GIVEN REQUEST: Convert the items below, from the line containing "Where can the street" through the last line inclusive, into a JSON array of strings with one string per line and blank lines omitted. Include only those lines.

ENTRIES:

|---|

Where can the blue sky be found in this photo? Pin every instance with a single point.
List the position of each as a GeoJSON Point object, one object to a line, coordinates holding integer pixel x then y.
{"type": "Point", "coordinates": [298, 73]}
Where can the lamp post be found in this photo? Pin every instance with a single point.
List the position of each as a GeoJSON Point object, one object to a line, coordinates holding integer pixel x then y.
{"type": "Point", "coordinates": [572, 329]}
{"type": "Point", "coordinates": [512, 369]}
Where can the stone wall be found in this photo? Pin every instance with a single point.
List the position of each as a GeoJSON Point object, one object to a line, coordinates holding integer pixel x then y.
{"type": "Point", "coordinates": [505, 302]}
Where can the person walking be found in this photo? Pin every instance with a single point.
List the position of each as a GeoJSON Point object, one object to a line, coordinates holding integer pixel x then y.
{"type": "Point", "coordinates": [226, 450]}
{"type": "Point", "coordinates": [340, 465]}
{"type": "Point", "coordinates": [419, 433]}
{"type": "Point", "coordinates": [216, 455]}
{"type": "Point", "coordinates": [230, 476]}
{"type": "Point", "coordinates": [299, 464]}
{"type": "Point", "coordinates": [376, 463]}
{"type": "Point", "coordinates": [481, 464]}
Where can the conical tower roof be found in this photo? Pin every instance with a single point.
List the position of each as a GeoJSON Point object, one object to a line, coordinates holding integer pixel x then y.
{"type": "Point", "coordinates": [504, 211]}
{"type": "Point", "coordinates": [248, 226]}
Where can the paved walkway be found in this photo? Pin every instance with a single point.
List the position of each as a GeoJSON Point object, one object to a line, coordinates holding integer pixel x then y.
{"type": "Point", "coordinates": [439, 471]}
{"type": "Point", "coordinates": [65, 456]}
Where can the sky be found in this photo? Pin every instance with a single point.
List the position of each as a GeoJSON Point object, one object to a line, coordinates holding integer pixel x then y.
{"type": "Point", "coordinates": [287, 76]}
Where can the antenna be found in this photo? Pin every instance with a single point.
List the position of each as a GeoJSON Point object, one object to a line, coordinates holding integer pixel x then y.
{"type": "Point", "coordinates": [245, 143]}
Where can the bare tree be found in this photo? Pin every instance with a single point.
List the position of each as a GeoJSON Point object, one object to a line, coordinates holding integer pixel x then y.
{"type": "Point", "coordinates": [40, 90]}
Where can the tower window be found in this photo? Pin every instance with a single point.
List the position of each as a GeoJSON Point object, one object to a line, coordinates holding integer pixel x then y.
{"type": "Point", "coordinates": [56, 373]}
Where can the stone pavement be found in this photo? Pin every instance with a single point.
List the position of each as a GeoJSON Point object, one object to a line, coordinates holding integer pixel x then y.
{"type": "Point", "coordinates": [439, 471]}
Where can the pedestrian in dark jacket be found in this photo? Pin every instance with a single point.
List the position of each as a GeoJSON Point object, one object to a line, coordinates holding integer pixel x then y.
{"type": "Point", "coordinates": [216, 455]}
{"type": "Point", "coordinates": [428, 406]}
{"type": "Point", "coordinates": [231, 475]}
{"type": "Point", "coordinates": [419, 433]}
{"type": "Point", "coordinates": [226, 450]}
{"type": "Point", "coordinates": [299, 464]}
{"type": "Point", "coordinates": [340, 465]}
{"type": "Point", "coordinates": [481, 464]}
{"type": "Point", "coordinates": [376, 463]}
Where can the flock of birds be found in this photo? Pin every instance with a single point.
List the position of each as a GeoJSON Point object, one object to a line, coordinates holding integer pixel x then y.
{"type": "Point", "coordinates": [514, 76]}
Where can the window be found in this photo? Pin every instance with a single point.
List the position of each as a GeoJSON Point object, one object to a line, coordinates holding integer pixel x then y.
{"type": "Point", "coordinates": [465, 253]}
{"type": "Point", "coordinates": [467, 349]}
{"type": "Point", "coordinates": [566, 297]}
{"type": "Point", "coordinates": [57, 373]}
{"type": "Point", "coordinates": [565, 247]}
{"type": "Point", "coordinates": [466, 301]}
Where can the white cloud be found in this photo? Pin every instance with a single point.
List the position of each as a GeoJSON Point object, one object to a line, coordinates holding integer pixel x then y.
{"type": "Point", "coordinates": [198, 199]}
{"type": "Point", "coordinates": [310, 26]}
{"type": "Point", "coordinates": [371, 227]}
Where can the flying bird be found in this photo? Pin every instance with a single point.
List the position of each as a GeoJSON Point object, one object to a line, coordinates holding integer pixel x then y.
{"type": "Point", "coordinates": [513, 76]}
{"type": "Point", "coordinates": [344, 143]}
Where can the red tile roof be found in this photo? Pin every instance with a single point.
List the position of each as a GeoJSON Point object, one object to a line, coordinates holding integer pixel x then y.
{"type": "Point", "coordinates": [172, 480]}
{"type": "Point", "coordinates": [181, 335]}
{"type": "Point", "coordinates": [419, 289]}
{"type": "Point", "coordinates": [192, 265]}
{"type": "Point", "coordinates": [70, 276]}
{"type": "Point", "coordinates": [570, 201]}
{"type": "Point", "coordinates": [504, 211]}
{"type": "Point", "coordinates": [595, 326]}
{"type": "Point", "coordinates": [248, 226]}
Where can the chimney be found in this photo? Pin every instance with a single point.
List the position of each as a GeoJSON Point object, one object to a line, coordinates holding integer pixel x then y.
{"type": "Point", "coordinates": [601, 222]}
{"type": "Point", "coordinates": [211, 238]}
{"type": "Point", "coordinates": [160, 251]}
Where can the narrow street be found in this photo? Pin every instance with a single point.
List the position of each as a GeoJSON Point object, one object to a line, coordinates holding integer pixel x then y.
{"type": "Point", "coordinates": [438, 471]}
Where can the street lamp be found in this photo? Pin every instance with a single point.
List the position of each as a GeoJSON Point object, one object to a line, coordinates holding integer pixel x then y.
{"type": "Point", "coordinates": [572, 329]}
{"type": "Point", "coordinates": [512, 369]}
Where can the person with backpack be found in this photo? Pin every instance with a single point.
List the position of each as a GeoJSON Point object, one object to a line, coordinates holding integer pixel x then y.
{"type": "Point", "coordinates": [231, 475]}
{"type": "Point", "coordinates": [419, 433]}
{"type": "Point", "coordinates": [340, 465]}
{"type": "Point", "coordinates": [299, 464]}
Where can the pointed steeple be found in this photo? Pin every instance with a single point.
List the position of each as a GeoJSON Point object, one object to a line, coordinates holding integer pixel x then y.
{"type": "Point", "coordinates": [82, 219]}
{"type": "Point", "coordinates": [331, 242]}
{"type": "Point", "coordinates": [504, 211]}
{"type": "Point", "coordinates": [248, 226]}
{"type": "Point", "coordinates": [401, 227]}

|---|

SOLUTION BELOW:
[
  "Where can the street lamp be found in this photo? Pin every instance with a single point.",
  "List the position of each as a GeoJSON Point object, one object to a line, coordinates holding integer pixel x then y.",
  "{\"type\": \"Point\", \"coordinates\": [572, 329]}",
  "{\"type\": \"Point\", \"coordinates\": [512, 369]}",
  "Where can the person with backpack be found in this photo? Pin every instance with a single point.",
  "List the position of each as a GeoJSON Point object, one object to a line, coordinates holding integer pixel x then y.",
  "{\"type\": \"Point\", \"coordinates\": [231, 475]}",
  "{\"type\": \"Point\", \"coordinates\": [419, 433]}",
  "{\"type\": \"Point\", \"coordinates\": [340, 465]}",
  "{\"type\": \"Point\", \"coordinates\": [299, 464]}",
  "Where can the pointed steeple be found in this photo? Pin every instance with a single point.",
  "List the position of each as a GeoJSON Point object, one object to a line, coordinates holding integer pixel x then y.",
  "{\"type\": \"Point\", \"coordinates\": [82, 219]}",
  "{\"type\": \"Point\", \"coordinates\": [331, 242]}",
  "{\"type\": \"Point\", \"coordinates\": [504, 211]}",
  "{\"type\": \"Point\", \"coordinates\": [248, 226]}",
  "{\"type\": \"Point\", \"coordinates\": [401, 227]}"
]